AIM 1 ▸ Transcribe the passage of the biography of architect Milton Earle Beebe below from "Beebe married Rosina" to "Places in 2015.".

===== EXTRACTED TEXT =====

Milton Earle Beebe (November 27, 1840 – February 3, 1923) was an American architect who designed numerous buildings in Buffalo, New York, in Fargo, North Dakota, and elsewhere. He designed courthouses "at Warren, Smethport, Cambria, and Huntingdon in Pennsylvania, costing $100,000 each." Several are listed on the National Register of Historic Places. He also designed Early Commercial architecture buildings, residences, churches and public buildings.

Biography
Beebe was born November 27, 1840, in Cassadaga, Chautauqua County, New York. Beebe was the third son of Justus Beebe (1811 - 1886) and Harriet (Quigley) Beebe (1819 - 1896). He was a Private in the Union Army on September 11, 1861, in Stockton, New York, and was assigned to Company K, 9th New York Cavalry on October 2, 1861. He was promoted to Bugler on October 24, 1861, and received a Disability Discharge on June 20, 1862. After the war he took up the study of architecture and worked for Wilcox and Porter (especially under C.K. Porter) did carpentry work, and went to Chicago where he studied under Gurdon P. Randall for two years. He established his own practice in Buffalo in 1873. Beebe designed several courthouses. He was "zealous" Republican and was elected Alderman in the Second Ward. He ran for mayor in 1881 but lost to Grover Cleveland.

Beebe married Rosina Ida Phillips on November 5, 1862, in Cassadaga, New York. He was later remarried to Rose Josephine (Curran) Beebe (1869–1943).  He died February 3, 1923, in San Diego and is buried at Greenwood Memorial Park (San Diego). Beebe was an active member of the Masonic fraternity and a leader of the A.O.U.W. including as Grand Master Workman for the state of New York in 1880.

Beebe's residence was at 4481 Porter Avenue.

Beebe lived in Fargo, North Dakota, from about 1900 to 1911.  The M.E. Beebe Historic District, which includes his workshop, was listed on the National Register of Historic Places in 2015.

Works

Cambria County Courthouse, built 1880 with Second Empire architecture, Center St. Ebensburg, PA (Beebe,M.E. and Shank,Henry), NRHP-listed
Eddy County Courthouse, 524 Central Ave. New Rockford, ND (Beebe,M.E.), NRHP-listed
Hubbard County Courthouse, 3rd and Court Sts. Park Rapids, MN (Beebe,M.E.), NRHP-listed
Main Building, Concordia College, S. 8th St. Moorhead, MN (Beebe,Milton M.), NRHP-listed
E. G. Patterson Building, 412-414 Main St. Bismarck, ND (Beebe, Milton Earl), NRHP-listed*Soo Hotel, 112-114 5th St., N. Bismarck, ND (Beebe,Milton Earl), NRHP-listed
Warren County Courthouse, Market St. and 4th Ave. Warren, PA (Beebe,M.E.), NRHP-listed
McKean County Courthouse (1880), Smethport, the third county courthouse built. After a fire in 1940, appears to have been replaced with a neoclassical building.
Pottsville Courthouse (1892)

=====

AIM 2 ▸ Express the listing below as a JSON list of strings, one string per line and blank lines omitted, from its first line to the line with "[(762, 33)]", both lines included.

===== DATA SUPPLIED =====

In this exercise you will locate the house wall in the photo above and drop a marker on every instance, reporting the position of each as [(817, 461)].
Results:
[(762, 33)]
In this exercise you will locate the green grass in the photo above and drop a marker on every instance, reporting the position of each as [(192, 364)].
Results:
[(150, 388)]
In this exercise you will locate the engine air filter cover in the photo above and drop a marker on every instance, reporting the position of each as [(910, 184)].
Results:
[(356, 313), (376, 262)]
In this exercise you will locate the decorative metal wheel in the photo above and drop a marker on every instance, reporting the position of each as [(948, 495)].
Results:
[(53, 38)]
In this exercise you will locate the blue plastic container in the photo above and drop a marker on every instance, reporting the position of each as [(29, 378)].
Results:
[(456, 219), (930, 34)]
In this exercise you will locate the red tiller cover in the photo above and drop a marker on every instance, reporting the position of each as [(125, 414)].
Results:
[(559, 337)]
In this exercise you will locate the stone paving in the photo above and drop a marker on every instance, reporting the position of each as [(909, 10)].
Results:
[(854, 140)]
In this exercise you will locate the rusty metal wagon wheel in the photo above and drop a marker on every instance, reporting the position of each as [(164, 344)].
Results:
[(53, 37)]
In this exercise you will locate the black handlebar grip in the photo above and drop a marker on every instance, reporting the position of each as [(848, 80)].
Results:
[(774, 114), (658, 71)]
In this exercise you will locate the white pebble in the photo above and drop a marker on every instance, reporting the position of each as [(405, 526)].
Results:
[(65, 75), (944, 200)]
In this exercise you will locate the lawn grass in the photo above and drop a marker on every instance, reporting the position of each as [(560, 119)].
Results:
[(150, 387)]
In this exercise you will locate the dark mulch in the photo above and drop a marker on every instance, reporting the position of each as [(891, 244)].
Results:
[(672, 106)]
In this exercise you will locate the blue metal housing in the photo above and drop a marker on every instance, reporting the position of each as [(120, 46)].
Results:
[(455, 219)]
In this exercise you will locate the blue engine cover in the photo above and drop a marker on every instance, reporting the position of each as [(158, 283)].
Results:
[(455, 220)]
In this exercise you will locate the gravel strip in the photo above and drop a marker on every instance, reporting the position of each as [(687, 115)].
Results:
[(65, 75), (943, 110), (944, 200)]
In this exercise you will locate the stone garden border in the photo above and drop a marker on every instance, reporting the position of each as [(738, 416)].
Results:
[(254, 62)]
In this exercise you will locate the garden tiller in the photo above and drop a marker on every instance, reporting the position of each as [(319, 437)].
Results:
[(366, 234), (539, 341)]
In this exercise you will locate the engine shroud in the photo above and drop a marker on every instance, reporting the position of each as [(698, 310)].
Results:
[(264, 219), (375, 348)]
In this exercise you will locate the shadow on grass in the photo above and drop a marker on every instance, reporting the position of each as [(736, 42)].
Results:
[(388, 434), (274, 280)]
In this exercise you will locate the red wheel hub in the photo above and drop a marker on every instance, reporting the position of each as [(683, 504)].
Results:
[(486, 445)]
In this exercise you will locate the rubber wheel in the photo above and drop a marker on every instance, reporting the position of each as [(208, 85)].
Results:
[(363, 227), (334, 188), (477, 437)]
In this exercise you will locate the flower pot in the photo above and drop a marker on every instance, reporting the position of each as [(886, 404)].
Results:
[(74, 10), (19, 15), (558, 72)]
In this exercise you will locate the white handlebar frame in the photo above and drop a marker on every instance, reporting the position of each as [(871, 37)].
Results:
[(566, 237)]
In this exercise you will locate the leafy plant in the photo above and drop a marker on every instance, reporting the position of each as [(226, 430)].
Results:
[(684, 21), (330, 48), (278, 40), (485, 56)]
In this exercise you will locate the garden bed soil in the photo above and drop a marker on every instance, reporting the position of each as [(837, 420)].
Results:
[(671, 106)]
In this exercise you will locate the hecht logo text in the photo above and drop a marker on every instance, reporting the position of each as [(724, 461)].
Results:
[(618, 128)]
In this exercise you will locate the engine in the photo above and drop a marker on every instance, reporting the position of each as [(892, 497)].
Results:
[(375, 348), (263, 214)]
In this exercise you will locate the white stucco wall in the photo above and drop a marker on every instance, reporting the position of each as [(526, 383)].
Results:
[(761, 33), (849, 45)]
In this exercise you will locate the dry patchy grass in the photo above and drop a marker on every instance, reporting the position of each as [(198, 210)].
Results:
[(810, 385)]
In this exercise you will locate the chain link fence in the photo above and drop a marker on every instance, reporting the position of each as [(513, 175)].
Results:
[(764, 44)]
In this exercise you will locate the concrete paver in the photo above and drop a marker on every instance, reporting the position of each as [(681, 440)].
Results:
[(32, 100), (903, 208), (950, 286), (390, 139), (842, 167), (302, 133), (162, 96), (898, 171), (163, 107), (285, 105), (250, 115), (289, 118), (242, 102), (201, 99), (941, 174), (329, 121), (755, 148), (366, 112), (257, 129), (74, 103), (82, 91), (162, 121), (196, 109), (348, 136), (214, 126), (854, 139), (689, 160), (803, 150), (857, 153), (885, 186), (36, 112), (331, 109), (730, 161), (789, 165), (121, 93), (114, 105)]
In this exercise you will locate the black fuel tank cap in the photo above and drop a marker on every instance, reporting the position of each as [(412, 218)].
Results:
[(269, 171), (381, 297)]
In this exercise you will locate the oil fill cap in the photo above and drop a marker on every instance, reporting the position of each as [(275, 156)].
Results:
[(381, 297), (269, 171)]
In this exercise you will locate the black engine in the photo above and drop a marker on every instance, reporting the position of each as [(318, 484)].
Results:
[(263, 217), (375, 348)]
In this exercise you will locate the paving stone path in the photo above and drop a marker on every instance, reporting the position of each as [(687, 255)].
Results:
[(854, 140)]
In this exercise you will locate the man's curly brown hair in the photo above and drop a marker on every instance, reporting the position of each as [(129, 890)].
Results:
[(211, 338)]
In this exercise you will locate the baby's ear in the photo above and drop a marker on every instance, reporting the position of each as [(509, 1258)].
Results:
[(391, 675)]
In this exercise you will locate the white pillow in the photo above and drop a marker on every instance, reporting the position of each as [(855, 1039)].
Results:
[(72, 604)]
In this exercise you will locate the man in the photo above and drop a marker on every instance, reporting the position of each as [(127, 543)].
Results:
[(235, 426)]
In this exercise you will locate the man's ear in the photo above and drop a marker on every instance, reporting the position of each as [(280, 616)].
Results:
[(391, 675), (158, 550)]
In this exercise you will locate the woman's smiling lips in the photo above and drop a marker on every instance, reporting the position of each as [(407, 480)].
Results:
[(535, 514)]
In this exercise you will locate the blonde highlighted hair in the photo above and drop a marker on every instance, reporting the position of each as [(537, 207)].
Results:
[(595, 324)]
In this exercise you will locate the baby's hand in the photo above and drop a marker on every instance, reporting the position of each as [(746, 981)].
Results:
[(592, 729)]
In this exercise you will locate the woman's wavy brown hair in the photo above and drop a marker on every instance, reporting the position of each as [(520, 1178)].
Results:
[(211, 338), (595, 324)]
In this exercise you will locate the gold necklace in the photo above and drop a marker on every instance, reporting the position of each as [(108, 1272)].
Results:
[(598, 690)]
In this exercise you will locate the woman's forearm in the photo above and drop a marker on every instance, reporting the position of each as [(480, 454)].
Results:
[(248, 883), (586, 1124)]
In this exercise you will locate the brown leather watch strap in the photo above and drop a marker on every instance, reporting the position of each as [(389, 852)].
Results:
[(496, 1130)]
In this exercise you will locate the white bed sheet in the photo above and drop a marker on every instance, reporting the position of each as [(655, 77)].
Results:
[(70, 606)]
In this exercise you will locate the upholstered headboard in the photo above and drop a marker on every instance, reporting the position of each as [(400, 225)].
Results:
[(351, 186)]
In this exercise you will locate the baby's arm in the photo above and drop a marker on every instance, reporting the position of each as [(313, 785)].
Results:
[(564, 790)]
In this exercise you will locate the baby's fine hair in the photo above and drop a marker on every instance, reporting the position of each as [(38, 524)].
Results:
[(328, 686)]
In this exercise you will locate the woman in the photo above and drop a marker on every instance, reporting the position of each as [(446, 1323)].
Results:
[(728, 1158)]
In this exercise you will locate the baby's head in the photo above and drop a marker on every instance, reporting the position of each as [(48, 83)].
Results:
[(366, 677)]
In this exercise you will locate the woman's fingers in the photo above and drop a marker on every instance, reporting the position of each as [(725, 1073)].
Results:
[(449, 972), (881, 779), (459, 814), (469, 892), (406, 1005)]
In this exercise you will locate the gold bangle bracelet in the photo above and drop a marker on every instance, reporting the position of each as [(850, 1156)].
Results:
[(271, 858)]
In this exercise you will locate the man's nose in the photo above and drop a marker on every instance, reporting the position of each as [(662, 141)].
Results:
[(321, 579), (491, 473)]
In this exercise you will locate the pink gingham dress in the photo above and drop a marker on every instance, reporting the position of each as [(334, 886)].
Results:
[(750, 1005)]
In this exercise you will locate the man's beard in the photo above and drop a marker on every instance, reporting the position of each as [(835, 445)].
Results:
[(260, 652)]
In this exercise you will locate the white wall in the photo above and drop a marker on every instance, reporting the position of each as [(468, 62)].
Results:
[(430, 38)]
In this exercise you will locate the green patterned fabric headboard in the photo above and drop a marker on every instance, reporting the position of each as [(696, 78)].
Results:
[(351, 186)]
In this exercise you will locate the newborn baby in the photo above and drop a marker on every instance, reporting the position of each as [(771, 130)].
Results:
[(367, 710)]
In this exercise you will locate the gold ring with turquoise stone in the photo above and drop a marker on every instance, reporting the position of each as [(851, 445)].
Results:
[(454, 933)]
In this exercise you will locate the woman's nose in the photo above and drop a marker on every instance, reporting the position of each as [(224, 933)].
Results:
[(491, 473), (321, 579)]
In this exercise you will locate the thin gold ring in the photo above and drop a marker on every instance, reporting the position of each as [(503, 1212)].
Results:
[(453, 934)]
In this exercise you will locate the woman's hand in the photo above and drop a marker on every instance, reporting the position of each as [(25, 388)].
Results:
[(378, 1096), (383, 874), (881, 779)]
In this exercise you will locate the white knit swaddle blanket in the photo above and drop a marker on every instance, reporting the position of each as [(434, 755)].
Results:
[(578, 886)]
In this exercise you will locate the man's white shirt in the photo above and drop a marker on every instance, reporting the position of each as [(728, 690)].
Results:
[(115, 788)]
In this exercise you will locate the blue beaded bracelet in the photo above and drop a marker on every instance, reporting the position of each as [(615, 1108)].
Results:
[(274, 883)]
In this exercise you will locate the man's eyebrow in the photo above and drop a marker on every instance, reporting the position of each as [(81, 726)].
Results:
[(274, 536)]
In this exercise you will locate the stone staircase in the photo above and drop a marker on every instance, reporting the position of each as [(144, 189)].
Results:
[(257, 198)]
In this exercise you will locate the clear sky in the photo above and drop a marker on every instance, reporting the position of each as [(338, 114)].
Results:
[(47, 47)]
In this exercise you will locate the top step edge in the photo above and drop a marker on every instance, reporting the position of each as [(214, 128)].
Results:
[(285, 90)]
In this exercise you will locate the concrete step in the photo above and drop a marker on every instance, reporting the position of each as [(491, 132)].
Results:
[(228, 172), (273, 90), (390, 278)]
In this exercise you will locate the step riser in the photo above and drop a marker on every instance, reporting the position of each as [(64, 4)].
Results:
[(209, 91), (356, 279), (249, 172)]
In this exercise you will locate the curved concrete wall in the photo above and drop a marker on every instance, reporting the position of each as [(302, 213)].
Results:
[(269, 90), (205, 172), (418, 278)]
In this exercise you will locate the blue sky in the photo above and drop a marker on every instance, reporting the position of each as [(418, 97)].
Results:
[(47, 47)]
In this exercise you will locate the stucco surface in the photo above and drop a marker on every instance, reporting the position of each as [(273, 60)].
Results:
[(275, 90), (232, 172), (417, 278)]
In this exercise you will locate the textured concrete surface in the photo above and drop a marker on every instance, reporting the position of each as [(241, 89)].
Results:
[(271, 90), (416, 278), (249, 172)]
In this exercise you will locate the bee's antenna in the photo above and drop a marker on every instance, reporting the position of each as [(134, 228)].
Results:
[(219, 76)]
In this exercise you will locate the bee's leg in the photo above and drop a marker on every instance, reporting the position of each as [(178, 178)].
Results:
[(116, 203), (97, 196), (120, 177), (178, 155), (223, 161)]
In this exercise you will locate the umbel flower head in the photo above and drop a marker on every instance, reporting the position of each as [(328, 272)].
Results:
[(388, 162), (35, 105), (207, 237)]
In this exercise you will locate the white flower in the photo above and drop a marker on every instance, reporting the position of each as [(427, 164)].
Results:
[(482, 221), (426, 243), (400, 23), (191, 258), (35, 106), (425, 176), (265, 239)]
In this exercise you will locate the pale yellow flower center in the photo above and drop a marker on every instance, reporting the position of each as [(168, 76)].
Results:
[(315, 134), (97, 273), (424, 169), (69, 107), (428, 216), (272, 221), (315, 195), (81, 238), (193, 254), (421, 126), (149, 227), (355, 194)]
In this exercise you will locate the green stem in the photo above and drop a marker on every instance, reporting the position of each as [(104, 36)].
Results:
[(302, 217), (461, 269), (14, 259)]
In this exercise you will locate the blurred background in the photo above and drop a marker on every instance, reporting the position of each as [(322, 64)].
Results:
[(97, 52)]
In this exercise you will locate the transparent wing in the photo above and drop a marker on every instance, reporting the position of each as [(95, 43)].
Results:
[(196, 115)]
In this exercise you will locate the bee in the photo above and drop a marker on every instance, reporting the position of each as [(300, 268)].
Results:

=====

REPLY 1 ▸
Beebe married Rosina Ida Phillips on November 5, 1862, in Cassadaga, New York. He was later remarried to Rose Josephine (Curran) Beebe (1869–1943).  He died February 3, 1923, in San Diego and is buried at Greenwood Memorial Park (San Diego). Beebe was an active member of the Masonic fraternity and a leader of the A.O.U.W. including as Grand Master Workman for the state of New York in 1880.

Beebe's residence was at 4481 Porter Avenue.

Beebe lived in Fargo, North Dakota, from about 1900 to 1911.  The M.E. Beebe Historic District, which includes his workshop, was listed on the National Register of Historic Places in 2015.

REPLY 2 ▸
[
  "In this exercise you will locate the house wall in the photo above and drop a marker on every instance, reporting the position of each as [(817, 461)].",
  "Results:",
  "[(762, 33)]"
]